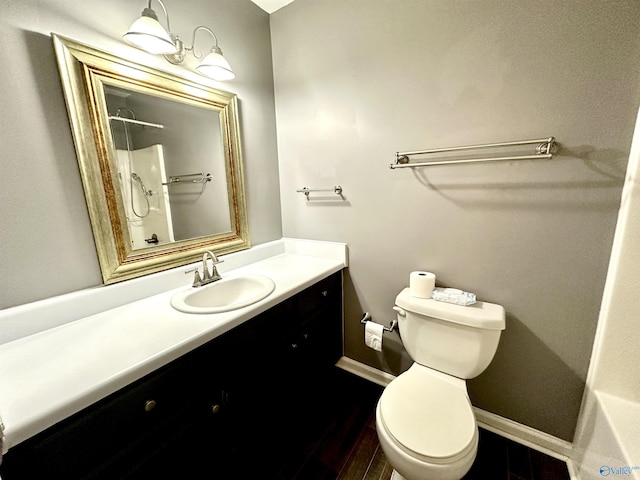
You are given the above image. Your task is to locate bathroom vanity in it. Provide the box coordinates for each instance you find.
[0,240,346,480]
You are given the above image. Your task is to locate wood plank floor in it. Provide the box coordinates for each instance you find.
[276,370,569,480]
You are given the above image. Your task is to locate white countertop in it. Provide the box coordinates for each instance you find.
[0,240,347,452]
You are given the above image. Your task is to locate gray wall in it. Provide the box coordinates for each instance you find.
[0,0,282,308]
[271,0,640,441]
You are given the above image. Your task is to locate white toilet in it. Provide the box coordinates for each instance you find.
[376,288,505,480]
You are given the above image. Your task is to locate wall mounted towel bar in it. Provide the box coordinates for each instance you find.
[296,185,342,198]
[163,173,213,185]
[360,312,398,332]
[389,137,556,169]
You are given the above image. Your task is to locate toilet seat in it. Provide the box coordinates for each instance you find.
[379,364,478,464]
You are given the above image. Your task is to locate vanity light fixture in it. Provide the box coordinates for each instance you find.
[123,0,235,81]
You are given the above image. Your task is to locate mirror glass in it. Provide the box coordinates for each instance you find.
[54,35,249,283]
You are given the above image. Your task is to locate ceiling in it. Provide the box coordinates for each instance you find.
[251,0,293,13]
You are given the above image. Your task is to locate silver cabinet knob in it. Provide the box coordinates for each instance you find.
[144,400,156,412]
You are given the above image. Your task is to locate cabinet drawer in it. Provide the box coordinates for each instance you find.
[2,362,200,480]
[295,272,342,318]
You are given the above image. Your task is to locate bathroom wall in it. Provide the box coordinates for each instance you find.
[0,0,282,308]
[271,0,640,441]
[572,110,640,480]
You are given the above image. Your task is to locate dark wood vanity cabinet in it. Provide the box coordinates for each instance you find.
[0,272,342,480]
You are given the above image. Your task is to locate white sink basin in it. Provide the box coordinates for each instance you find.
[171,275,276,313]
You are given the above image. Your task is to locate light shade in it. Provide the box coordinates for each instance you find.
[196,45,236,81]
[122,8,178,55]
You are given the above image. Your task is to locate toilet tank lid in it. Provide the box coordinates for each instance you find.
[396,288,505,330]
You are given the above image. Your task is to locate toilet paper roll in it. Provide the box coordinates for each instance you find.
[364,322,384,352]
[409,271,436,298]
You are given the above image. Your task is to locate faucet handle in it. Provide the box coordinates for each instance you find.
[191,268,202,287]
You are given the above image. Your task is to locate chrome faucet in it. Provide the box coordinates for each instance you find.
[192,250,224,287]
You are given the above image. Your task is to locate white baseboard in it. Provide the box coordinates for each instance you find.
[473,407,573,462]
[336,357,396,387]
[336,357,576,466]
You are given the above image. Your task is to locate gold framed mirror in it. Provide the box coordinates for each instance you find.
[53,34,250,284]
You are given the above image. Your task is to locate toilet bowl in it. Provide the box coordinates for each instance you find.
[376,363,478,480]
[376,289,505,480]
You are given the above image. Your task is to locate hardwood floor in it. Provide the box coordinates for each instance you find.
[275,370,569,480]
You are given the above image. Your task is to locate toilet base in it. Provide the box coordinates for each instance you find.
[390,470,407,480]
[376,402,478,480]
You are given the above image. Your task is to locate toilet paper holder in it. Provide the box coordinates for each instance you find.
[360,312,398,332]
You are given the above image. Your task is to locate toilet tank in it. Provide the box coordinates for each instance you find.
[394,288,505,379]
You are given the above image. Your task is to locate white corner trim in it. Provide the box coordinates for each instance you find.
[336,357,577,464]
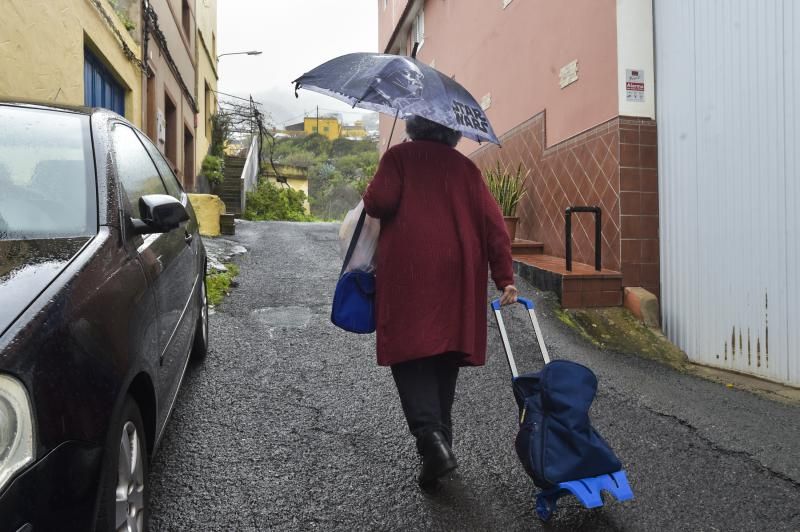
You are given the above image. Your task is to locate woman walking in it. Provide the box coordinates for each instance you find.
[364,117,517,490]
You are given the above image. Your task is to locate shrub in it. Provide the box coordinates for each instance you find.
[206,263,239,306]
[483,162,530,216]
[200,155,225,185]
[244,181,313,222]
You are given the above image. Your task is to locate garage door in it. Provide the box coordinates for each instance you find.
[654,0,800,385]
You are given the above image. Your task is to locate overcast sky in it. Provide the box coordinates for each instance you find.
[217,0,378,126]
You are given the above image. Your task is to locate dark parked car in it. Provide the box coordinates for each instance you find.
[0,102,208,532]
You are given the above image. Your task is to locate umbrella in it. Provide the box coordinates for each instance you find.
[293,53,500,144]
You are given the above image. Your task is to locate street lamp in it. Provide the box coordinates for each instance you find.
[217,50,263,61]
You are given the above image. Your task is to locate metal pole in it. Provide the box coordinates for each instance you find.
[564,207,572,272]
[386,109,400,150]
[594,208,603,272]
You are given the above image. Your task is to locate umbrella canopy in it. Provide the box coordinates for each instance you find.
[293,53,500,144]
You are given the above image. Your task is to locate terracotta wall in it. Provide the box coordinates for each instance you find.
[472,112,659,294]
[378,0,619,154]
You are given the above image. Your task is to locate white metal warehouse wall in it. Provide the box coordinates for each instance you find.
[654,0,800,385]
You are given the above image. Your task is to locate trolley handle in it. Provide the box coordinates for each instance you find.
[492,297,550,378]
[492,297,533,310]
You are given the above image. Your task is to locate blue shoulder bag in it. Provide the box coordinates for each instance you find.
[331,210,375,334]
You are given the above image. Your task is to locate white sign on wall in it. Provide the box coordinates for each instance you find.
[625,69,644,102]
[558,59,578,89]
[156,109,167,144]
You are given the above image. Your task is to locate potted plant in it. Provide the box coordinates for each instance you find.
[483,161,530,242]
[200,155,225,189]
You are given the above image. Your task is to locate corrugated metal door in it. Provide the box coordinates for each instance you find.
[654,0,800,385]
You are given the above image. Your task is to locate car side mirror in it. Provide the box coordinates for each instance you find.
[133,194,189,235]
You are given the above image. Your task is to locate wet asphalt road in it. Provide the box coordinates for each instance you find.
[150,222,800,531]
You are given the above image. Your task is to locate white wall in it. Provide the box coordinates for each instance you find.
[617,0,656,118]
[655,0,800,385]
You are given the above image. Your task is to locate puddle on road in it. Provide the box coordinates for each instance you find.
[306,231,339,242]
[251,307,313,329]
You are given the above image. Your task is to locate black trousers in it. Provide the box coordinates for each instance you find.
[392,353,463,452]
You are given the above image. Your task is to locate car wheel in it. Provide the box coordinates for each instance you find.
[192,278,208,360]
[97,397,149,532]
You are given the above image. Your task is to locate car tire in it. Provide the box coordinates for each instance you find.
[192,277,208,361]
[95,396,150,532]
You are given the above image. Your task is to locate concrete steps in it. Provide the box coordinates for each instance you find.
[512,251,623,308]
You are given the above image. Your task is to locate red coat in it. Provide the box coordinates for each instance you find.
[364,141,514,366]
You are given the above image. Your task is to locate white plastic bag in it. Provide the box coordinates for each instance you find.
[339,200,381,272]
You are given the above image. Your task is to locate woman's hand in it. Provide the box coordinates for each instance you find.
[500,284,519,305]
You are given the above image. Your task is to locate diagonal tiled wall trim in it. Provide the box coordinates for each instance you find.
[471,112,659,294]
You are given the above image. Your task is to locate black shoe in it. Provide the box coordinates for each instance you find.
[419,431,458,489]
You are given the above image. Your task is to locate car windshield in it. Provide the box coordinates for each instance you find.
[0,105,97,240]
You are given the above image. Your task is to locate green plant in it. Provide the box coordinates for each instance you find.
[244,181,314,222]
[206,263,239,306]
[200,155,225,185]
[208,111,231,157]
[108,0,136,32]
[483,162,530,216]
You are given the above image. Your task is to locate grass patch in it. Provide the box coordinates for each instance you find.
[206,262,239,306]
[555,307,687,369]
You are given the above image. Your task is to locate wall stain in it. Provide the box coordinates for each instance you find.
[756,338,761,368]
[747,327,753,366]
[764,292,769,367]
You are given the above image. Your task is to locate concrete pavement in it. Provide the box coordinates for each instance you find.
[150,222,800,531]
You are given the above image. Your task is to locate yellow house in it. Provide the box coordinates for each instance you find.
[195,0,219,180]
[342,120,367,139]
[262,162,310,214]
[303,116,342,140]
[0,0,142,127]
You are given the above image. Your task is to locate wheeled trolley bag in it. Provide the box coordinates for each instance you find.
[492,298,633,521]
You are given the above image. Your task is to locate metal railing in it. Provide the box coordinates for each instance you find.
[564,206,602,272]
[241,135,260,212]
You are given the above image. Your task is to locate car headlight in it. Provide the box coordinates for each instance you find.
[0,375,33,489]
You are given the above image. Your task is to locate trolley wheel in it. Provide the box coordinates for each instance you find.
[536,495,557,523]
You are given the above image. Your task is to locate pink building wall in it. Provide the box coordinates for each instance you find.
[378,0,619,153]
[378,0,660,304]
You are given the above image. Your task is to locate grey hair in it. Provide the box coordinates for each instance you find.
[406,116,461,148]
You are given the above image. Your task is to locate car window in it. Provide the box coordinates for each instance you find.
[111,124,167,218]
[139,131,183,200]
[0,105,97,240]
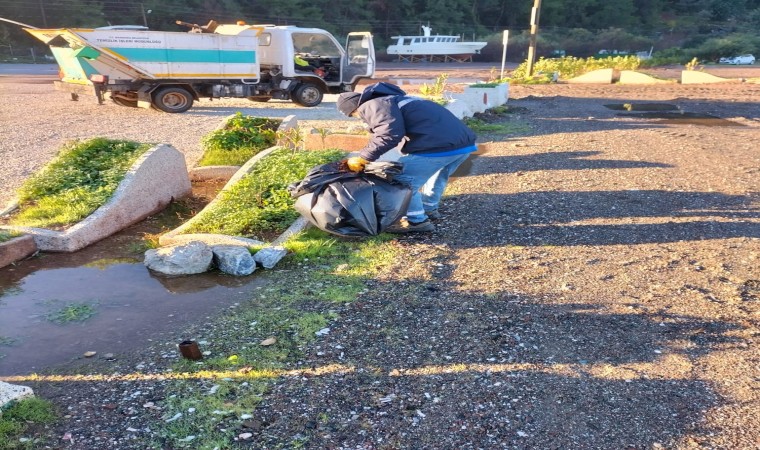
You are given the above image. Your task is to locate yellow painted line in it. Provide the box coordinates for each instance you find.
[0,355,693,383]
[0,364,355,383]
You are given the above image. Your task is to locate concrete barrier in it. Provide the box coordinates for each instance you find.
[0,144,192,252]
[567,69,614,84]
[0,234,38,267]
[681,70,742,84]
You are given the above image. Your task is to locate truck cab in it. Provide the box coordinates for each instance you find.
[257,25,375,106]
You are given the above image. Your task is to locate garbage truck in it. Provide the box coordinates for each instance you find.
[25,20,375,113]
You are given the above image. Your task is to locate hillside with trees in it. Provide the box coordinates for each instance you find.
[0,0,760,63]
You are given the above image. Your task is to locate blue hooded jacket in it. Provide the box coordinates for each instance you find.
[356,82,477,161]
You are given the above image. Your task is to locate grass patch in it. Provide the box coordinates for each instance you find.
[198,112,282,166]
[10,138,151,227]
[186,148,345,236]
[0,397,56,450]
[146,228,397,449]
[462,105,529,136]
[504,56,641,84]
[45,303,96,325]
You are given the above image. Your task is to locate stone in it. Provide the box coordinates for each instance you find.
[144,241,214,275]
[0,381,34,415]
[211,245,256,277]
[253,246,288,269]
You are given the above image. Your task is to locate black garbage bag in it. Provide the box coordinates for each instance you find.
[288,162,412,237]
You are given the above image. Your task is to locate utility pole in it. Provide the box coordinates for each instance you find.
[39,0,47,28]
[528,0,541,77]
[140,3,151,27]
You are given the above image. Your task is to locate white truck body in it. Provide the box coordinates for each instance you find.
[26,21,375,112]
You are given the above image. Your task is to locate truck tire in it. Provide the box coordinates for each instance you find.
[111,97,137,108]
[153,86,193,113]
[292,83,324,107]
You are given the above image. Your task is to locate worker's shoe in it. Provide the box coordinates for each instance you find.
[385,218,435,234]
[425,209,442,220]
____
WHAT IS REQUIRED = Could you replace "black shoe" with "brown shoe" in the records, starting at the line that contains "locate black shoe" and ending at the line that contains "[419,431,458,489]", and give back only those lines with everything else unchanged?

SOLVED PROBLEM =
You are given the above image. Your task is to locate brown shoe in it. Provide the box coordinates for each instance you find.
[419,431,458,489]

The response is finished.